WHAT YOU NEED TO DO =>
Starting from the line containing "Place a pin on every instance of the side mirror", write out every remaining line exactly, the last one included.

RECORDS PROVIDED =>

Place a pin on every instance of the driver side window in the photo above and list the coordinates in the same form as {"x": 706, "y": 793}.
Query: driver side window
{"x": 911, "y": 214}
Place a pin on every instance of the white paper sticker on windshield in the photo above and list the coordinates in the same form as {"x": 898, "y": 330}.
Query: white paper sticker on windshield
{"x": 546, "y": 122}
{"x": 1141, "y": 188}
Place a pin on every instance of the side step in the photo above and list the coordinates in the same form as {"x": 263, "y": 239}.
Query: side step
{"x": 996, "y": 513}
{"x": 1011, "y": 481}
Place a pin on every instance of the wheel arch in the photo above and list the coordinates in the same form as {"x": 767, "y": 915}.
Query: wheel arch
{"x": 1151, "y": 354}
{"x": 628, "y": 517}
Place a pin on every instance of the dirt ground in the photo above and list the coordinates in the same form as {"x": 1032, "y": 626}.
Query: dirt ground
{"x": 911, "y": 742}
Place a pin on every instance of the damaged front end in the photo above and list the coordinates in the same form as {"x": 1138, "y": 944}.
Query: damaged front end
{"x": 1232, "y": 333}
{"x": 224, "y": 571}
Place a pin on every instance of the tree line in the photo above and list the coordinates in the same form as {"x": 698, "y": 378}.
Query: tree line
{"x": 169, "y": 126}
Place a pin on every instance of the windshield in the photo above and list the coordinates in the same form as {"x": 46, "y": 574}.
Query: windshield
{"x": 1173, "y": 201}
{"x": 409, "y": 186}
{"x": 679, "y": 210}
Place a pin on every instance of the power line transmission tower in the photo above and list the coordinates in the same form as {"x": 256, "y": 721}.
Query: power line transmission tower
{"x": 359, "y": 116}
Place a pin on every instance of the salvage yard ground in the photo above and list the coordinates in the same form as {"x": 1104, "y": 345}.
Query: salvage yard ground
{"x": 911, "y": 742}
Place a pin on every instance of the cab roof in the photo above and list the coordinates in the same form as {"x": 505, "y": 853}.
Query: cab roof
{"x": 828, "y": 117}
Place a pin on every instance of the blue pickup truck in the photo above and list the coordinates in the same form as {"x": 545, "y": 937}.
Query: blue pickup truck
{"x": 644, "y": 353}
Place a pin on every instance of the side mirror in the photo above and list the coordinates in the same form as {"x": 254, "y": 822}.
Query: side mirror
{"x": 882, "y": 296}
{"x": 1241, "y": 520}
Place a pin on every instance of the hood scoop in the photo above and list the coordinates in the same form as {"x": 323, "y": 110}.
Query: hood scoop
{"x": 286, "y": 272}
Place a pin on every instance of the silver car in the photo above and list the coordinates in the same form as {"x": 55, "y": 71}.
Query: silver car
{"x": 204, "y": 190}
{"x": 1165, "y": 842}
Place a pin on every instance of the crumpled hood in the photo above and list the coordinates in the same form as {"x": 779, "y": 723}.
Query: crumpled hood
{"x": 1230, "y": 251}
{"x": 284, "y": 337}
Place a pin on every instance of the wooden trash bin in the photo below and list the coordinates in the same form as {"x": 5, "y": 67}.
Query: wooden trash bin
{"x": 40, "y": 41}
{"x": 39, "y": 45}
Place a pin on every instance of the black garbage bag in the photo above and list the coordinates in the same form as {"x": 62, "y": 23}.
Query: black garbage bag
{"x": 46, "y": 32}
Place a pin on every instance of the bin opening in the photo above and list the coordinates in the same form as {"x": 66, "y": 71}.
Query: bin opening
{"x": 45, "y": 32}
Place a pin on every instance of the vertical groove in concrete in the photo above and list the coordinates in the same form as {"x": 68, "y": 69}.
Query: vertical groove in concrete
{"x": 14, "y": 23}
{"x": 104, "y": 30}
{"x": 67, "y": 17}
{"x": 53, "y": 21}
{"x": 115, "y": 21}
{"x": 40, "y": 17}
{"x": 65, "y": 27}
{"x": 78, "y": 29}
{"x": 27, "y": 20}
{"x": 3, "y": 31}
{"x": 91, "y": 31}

EXPECTED ANSWER =>
Place a pin on every instance of the side mirror in the photo above and list the coordinates in the same form as {"x": 254, "y": 822}.
Query: side mirror
{"x": 882, "y": 296}
{"x": 1241, "y": 520}
Place a pin on every instance of the hood scoop in the photo above and list the coordinates in the same form as {"x": 323, "y": 110}.
Query: hood scoop
{"x": 286, "y": 272}
Place a pin on every instance of the silver car in the photo above and list the coordinates in the same form as {"x": 55, "y": 71}.
Query: silver car
{"x": 204, "y": 190}
{"x": 1165, "y": 842}
Place a pin on every instance of the crumpled hood in the photo above and list the coordinates in the same form as {"x": 779, "y": 723}.
Query: crumpled hood
{"x": 1230, "y": 251}
{"x": 284, "y": 337}
Place a pin on every instance of the wooden trash bin in the photo below and list the coordinates in the same form as {"x": 5, "y": 67}.
Query: wooden trash bin
{"x": 40, "y": 41}
{"x": 39, "y": 45}
Place a pin on every instance of the black garbage bag in the photo above and list the coordinates in the same form as {"x": 62, "y": 23}.
Query: black garbage bag
{"x": 46, "y": 32}
Place a pin on every instance of the bin opening in the photo above and list the coordinates in the same form as {"x": 66, "y": 71}.
Query: bin opening
{"x": 45, "y": 32}
Place a pin on every instance of the vertical groove in concrete in the photo above and list the coordinates in the same form as {"x": 68, "y": 69}.
Query: vertical groove in concrete
{"x": 14, "y": 23}
{"x": 104, "y": 30}
{"x": 67, "y": 17}
{"x": 53, "y": 21}
{"x": 115, "y": 21}
{"x": 40, "y": 17}
{"x": 65, "y": 27}
{"x": 78, "y": 29}
{"x": 27, "y": 20}
{"x": 3, "y": 31}
{"x": 91, "y": 31}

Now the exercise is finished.